_Фрагмент текста_
______

А застольные беседы! Тут были и воспоминания о безвременно ушедших, об уехавших навсегда, и старые советские анекдоты. Вспоминали Бориса Балтера и его жену (мою тещу) Галю, мою Иру (ее не стало в 2005-м), Владимира Корнилова, Александра Галича, Льва Левицкого, Бориса Биргера.
Говорили о Войновиче, Аксенове, Искандере, Коржавине. Это все был один близкий круг.
Часто по дороге домой, пролетая по опустевшей к полуночи, тускло освещаемой фонарями Красноармейской улице, я вспоминал строки Пастернака:
И наши вечера прощанья,
Пирушки наши – завещанья…
Бенедикт Сарнов не ушел от меня. Еще не раз буду я мысленно общаться с ним, улавливать такую знакомую мне интонацию, открывая ту или иную из его книг: «Пришествие капитана Лебядкина», «Перестаньте удивляться!», «Кому улыбался Блок», иногда споря с ним, иногда находя подтверждение своим мыслям.
Но вот эти чаепития, эта атмосфера родственной близости – они уже никогда не вернутся.
«В промежутке меж звуком и словом…»
СБеллой Ахмадулиной я столкнулся на деревянной лесенке, ведущей из нынешнего артистического кафе Дома литераторов на второй этаж, где тут же, у лестницы, была дверь в комнатку творческого объединения поэтов. От неожиданности я на мгновение потерял дар речи, но, пока мы сближались (она шла вниз, а я наверх), успел прийти в себя и поздоровался с нею, хотя, казалось бы, странно было здороваться с человеком, с которым ты не знаком и видишь воочию первый раз в жизни. Она ответила, скользнув по мне ничего не значащим взглядом. А у меня возникло такое, я бы сказал, приподнятое настроение: видел и поздоровался с самой Беллой Ахмадулиной!

______

_Фрагменты данных_
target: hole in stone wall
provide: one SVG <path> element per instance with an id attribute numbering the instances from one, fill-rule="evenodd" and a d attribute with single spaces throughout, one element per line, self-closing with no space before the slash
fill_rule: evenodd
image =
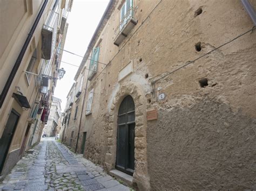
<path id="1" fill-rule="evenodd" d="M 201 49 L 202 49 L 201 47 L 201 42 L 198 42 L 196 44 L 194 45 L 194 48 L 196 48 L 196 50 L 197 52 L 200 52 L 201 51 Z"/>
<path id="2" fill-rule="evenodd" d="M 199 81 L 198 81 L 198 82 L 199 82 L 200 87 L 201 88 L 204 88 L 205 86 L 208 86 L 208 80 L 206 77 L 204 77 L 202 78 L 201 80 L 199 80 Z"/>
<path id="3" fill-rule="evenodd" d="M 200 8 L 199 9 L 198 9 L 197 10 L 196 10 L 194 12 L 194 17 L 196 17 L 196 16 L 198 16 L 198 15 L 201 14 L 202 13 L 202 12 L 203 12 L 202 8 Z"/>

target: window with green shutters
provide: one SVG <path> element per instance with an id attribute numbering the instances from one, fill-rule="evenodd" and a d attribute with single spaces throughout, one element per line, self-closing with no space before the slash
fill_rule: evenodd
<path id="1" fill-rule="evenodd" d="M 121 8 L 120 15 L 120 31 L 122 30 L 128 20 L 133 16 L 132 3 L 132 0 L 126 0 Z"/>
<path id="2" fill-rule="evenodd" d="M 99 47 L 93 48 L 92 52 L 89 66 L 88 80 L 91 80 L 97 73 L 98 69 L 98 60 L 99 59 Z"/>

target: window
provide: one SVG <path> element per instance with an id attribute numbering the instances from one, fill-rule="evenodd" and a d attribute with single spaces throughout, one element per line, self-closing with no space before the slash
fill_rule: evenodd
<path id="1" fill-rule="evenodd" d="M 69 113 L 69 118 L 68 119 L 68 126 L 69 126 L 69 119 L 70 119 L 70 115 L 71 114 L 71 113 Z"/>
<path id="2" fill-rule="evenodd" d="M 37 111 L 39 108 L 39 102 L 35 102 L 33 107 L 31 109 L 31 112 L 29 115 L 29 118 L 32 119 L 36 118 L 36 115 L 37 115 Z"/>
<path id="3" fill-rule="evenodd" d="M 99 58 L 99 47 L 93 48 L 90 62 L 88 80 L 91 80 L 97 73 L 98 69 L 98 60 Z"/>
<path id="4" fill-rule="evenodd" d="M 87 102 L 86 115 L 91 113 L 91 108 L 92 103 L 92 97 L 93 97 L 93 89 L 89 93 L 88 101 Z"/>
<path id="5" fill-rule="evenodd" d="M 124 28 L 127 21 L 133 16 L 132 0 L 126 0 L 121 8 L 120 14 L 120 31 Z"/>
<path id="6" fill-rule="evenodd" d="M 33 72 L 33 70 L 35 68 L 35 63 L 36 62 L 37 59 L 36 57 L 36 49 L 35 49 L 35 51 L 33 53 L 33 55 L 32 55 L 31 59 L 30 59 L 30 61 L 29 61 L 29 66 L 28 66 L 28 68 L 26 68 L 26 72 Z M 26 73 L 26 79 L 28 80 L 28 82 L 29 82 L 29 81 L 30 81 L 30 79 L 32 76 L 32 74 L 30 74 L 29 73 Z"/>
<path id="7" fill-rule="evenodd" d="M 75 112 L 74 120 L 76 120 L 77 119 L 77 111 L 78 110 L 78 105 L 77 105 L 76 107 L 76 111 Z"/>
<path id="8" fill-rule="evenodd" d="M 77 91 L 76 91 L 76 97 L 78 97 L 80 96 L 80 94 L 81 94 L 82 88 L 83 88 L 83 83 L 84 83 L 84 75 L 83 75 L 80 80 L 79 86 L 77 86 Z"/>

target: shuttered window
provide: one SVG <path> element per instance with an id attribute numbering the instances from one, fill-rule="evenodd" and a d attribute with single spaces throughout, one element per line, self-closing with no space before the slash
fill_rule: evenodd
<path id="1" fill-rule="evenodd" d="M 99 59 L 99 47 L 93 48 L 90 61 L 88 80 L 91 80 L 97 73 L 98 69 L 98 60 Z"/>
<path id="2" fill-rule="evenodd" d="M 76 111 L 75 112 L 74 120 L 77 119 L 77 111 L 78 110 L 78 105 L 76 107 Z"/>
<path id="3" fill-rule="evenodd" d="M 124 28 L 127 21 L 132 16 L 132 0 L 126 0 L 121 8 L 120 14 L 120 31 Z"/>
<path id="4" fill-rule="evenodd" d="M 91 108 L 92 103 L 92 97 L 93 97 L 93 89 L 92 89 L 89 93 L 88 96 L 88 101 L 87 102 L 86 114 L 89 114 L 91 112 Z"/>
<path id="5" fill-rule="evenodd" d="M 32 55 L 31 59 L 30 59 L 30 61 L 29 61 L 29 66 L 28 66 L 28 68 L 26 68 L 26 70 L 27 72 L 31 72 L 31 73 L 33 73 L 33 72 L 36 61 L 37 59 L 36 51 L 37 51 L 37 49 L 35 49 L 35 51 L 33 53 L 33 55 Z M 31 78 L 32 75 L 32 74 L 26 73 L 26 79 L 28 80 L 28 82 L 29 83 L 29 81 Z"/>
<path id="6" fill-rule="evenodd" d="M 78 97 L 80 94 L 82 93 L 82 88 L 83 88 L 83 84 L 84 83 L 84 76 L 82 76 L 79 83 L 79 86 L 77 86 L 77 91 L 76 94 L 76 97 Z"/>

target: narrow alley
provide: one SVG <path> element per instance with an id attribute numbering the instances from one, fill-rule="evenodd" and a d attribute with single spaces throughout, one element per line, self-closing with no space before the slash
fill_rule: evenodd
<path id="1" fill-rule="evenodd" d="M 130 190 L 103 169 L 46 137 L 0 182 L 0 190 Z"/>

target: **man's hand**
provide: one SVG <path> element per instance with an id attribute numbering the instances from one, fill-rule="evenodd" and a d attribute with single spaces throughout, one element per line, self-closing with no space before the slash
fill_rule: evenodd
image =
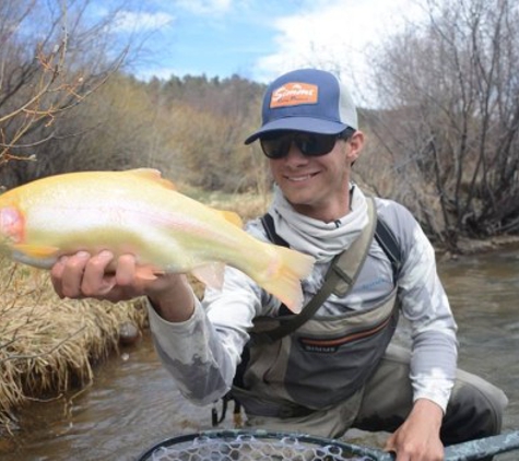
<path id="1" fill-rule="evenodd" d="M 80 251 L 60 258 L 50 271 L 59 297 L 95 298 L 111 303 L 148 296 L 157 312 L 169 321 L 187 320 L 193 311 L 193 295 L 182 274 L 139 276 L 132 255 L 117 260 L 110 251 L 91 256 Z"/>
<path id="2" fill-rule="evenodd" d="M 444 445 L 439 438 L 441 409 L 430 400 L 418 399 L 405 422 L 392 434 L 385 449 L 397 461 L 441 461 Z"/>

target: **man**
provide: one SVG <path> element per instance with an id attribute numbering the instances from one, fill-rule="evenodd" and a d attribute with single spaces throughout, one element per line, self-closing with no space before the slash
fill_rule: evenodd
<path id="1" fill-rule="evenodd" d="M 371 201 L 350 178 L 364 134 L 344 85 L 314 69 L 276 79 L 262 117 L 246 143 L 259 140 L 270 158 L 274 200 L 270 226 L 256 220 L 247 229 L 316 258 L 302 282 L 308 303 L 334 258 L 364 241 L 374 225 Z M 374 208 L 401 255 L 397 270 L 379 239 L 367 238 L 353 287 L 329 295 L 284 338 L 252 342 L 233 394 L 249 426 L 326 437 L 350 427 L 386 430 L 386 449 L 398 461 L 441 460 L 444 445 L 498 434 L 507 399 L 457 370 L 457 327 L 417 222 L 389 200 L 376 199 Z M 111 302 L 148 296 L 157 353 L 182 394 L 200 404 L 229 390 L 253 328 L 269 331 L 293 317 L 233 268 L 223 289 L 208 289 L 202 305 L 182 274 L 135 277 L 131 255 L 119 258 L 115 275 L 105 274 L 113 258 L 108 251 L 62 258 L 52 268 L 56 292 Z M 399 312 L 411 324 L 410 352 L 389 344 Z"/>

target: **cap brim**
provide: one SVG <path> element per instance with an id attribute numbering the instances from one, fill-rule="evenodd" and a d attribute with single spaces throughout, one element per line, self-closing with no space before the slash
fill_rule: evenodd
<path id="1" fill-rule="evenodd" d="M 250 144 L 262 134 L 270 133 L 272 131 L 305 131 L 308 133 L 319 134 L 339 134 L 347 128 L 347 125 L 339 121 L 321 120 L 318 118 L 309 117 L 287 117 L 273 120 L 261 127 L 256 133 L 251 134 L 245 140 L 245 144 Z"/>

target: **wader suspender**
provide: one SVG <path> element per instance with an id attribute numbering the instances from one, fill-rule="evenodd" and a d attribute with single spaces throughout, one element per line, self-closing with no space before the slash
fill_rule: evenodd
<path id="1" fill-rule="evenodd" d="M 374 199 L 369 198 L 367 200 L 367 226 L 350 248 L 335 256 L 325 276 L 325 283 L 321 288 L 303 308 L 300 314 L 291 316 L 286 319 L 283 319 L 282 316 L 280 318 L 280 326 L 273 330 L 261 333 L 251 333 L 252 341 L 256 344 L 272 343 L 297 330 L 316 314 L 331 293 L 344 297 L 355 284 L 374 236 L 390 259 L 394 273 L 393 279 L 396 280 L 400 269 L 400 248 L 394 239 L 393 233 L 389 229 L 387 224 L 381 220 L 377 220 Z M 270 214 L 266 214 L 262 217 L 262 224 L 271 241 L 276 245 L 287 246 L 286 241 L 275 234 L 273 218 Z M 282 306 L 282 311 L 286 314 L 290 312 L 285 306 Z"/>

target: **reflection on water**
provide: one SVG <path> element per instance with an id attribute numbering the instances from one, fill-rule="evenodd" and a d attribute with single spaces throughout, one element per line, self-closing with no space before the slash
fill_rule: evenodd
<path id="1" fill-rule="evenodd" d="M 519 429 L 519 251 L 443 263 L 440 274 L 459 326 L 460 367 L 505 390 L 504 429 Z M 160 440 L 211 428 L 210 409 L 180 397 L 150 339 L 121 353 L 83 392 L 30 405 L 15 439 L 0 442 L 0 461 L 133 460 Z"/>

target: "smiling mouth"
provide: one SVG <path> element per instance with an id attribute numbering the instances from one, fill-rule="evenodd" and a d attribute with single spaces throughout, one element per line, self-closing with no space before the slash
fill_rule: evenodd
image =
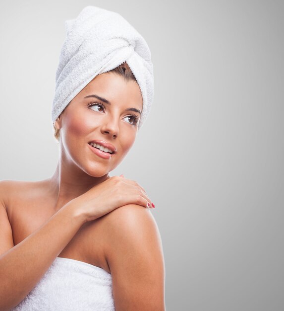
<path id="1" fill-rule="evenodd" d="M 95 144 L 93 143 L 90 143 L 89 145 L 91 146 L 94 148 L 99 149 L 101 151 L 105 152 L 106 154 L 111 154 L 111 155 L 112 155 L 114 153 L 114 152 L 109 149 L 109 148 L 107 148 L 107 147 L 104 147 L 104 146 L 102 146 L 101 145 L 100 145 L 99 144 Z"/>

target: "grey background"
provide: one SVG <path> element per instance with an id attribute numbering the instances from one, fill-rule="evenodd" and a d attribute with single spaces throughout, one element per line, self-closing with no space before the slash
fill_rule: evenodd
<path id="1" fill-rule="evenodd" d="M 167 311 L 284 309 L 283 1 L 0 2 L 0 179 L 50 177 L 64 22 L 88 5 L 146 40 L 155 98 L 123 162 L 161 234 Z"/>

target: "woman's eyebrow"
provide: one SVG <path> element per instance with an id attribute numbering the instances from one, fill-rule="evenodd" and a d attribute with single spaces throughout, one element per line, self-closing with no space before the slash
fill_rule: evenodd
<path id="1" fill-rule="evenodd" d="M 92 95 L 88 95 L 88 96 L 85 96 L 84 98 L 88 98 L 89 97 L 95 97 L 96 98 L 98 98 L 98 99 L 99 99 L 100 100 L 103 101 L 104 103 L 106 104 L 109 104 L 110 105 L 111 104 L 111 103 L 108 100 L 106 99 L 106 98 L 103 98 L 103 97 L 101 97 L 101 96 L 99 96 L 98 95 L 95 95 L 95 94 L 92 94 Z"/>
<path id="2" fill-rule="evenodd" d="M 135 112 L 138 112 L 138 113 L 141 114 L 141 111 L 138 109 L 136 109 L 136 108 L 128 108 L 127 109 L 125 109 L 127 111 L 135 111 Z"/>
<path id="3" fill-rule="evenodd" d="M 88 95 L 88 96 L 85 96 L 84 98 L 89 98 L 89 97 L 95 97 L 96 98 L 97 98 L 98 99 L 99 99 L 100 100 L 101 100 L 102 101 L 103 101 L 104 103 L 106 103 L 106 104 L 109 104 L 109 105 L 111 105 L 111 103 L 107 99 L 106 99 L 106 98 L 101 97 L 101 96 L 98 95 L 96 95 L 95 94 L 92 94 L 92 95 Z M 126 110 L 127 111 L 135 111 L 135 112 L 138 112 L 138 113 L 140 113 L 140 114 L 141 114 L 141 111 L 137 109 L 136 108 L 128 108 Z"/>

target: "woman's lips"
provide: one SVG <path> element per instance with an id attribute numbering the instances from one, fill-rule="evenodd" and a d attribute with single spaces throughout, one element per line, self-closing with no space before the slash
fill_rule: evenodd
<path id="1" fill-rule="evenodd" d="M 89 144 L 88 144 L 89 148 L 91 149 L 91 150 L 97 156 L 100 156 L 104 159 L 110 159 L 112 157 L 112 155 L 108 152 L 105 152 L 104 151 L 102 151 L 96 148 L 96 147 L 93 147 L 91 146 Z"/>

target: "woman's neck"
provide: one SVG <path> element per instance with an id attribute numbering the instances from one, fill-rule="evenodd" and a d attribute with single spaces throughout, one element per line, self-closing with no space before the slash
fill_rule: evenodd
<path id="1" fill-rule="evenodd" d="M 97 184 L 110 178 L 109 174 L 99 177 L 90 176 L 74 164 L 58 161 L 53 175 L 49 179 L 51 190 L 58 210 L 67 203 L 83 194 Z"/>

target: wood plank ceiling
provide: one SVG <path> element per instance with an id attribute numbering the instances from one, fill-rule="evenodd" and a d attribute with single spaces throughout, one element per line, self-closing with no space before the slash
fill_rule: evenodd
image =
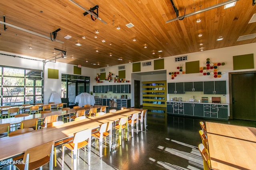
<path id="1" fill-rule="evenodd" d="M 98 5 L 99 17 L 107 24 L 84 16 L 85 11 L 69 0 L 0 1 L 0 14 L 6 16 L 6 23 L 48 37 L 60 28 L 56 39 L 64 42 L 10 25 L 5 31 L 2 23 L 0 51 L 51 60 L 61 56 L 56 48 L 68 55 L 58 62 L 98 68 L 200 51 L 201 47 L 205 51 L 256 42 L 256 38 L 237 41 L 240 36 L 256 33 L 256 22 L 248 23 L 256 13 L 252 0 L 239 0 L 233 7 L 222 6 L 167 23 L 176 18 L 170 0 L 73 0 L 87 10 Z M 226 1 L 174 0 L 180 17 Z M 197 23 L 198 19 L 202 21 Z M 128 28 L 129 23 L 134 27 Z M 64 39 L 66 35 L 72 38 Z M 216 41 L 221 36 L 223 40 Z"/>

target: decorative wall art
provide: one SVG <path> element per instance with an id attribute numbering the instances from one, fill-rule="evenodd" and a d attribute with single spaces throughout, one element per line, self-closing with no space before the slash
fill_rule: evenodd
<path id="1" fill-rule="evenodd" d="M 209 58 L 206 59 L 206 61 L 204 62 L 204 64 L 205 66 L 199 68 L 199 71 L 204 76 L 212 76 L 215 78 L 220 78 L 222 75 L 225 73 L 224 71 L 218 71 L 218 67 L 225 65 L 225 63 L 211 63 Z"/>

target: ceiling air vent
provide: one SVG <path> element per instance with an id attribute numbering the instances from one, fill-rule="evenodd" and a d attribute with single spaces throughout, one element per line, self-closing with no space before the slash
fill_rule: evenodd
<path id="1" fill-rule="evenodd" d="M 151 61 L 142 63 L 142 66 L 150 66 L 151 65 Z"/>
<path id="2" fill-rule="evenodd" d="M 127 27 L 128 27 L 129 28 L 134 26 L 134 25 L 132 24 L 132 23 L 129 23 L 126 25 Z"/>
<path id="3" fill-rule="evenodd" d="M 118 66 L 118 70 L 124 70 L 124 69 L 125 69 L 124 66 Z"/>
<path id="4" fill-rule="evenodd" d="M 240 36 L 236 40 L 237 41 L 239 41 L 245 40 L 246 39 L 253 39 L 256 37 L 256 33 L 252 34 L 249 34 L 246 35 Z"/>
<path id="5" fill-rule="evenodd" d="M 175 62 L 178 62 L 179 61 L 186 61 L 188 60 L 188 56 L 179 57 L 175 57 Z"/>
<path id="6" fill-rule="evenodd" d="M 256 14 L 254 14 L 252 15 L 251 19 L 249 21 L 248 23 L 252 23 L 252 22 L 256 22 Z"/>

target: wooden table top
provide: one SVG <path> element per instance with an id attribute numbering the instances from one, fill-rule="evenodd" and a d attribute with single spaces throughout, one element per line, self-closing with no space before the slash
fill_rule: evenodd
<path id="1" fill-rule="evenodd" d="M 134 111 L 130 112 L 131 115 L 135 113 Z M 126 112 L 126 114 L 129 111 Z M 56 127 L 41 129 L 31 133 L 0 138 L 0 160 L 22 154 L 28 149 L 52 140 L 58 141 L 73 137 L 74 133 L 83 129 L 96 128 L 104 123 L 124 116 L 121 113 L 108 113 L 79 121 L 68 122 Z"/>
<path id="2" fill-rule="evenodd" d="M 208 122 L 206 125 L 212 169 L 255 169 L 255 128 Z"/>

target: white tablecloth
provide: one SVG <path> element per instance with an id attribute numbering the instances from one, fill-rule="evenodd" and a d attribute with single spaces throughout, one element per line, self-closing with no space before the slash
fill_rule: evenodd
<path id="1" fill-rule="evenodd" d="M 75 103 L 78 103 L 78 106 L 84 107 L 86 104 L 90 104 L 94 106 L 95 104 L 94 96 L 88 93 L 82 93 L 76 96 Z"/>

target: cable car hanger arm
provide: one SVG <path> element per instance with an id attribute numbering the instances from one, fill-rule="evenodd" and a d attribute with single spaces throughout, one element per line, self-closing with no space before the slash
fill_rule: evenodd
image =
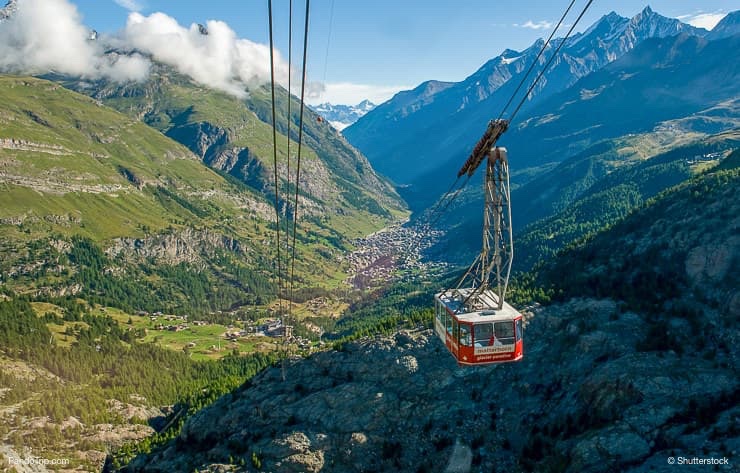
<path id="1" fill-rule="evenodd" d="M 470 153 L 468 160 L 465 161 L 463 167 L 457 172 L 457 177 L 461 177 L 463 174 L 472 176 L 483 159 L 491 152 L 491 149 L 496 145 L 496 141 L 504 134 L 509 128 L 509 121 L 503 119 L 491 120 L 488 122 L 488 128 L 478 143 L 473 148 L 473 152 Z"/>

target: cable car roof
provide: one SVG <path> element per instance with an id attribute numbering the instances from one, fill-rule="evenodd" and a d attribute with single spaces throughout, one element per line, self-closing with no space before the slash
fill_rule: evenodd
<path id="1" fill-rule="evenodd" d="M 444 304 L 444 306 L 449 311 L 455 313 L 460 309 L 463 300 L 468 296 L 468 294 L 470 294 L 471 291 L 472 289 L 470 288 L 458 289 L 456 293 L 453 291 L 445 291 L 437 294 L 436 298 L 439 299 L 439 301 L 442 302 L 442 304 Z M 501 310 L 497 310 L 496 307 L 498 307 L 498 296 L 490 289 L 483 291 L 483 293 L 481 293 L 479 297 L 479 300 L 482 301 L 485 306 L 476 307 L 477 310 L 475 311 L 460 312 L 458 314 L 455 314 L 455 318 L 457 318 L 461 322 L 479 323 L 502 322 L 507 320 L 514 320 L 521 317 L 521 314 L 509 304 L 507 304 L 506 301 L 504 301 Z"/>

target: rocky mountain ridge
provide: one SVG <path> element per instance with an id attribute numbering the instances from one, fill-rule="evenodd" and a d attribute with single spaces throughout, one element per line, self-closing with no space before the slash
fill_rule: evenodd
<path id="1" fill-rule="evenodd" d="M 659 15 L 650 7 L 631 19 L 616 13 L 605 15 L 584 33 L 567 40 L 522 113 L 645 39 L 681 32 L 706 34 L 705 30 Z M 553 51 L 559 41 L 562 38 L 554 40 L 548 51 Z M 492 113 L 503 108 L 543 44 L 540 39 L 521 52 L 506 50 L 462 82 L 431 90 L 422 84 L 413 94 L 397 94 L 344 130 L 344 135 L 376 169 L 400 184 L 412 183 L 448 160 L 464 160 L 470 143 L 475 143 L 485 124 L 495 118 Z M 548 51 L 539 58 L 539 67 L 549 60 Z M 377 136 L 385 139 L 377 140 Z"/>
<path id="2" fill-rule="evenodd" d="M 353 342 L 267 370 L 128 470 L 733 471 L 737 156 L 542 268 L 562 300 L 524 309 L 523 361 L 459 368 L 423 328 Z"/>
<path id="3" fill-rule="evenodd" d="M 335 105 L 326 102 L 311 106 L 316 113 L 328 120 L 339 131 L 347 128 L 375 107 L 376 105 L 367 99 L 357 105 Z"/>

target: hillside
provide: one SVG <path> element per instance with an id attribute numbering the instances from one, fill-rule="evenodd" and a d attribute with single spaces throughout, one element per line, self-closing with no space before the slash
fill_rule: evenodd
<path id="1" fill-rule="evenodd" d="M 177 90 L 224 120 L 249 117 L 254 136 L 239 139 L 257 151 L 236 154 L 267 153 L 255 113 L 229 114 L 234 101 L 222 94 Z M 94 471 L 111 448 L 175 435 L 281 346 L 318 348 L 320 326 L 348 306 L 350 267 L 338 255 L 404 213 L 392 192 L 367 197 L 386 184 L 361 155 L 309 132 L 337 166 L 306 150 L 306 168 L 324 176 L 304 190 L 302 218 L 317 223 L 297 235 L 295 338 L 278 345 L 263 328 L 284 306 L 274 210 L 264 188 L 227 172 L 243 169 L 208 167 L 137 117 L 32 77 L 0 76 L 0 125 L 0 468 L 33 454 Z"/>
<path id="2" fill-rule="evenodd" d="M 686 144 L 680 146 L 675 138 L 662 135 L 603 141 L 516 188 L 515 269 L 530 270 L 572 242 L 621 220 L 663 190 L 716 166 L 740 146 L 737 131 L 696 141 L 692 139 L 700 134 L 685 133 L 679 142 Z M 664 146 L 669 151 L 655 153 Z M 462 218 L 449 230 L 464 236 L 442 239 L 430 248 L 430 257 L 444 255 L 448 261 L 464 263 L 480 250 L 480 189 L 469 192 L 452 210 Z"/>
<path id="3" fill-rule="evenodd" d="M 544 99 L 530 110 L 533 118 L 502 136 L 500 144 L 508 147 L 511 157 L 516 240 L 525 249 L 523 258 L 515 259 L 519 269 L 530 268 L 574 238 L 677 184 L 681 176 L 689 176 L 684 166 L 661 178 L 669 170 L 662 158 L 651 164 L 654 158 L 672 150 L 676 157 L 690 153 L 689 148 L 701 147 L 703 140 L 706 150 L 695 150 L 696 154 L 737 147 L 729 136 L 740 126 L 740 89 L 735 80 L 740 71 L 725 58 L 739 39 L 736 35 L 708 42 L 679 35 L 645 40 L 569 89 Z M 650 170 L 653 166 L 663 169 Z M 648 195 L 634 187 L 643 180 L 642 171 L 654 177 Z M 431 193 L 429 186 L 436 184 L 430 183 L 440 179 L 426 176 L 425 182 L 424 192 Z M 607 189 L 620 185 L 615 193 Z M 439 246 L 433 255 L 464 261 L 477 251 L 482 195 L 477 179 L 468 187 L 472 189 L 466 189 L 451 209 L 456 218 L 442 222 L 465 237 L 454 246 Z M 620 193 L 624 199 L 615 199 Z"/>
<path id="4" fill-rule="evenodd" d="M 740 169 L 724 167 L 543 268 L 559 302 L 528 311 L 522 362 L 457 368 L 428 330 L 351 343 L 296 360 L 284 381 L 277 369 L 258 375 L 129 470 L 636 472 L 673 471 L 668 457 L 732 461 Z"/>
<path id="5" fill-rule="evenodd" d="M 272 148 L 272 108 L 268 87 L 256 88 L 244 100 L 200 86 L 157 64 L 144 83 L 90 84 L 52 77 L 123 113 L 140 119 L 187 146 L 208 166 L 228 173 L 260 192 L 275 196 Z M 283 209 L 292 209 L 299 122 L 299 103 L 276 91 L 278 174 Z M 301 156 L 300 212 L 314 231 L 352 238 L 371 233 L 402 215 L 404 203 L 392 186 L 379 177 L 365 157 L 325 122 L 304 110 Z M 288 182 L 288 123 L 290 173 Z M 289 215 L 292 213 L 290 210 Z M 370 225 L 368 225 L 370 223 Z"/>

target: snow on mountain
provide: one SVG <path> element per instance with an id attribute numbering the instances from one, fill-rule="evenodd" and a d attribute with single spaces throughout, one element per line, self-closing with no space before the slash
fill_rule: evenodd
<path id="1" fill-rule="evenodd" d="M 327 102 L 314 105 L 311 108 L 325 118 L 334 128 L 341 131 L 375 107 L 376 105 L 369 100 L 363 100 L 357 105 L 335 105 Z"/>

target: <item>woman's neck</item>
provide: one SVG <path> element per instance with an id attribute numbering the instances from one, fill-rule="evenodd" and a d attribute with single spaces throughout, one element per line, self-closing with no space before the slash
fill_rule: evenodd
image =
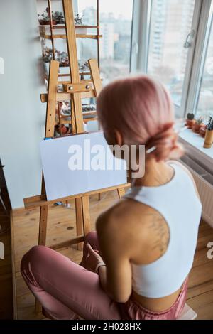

______

_Что нужно сделать_
[1] В каком году, по словам автора фрагмента текста, не стало Иры?
[2] Верните без изменений строки листинга, начиная с его первой строки и заканчивая строкой, в которой есть "L 93 48 L 92", включая обе границы. Изображения в ответ не включайте.

_Выполненное задание_
[1] В 2005 году.

[2]
target: hole in stone wall
provide: one SVG <path> element per instance with an id attribute numbering the instances from one, fill-rule="evenodd" and a d attribute with single spaces throughout, one element per line, self-closing with no space before the slash
fill_rule: evenodd
image =
<path id="1" fill-rule="evenodd" d="M 201 49 L 202 49 L 201 47 L 201 42 L 198 42 L 196 44 L 194 45 L 194 48 L 196 48 L 196 50 L 197 52 L 200 52 L 201 51 Z"/>
<path id="2" fill-rule="evenodd" d="M 199 81 L 198 81 L 198 82 L 199 82 L 200 87 L 201 88 L 204 88 L 205 86 L 208 86 L 208 80 L 206 77 L 204 77 L 202 78 L 201 80 L 199 80 Z"/>
<path id="3" fill-rule="evenodd" d="M 200 8 L 199 9 L 198 9 L 197 10 L 196 10 L 194 12 L 194 17 L 196 17 L 196 16 L 198 16 L 198 15 L 201 14 L 202 13 L 202 12 L 203 12 L 202 8 Z"/>

target: window with green shutters
provide: one SVG <path> element per instance with an id attribute numbering the instances from one, fill-rule="evenodd" and a d attribute with single spaces throughout, one element per line, self-closing with no space before the slash
fill_rule: evenodd
<path id="1" fill-rule="evenodd" d="M 121 8 L 120 15 L 120 31 L 122 30 L 128 20 L 133 16 L 132 3 L 132 0 L 126 0 Z"/>
<path id="2" fill-rule="evenodd" d="M 99 47 L 93 48 L 92 52 L 89 66 L 88 80 L 91 80 L 97 73 L 98 69 L 98 60 L 99 59 Z"/>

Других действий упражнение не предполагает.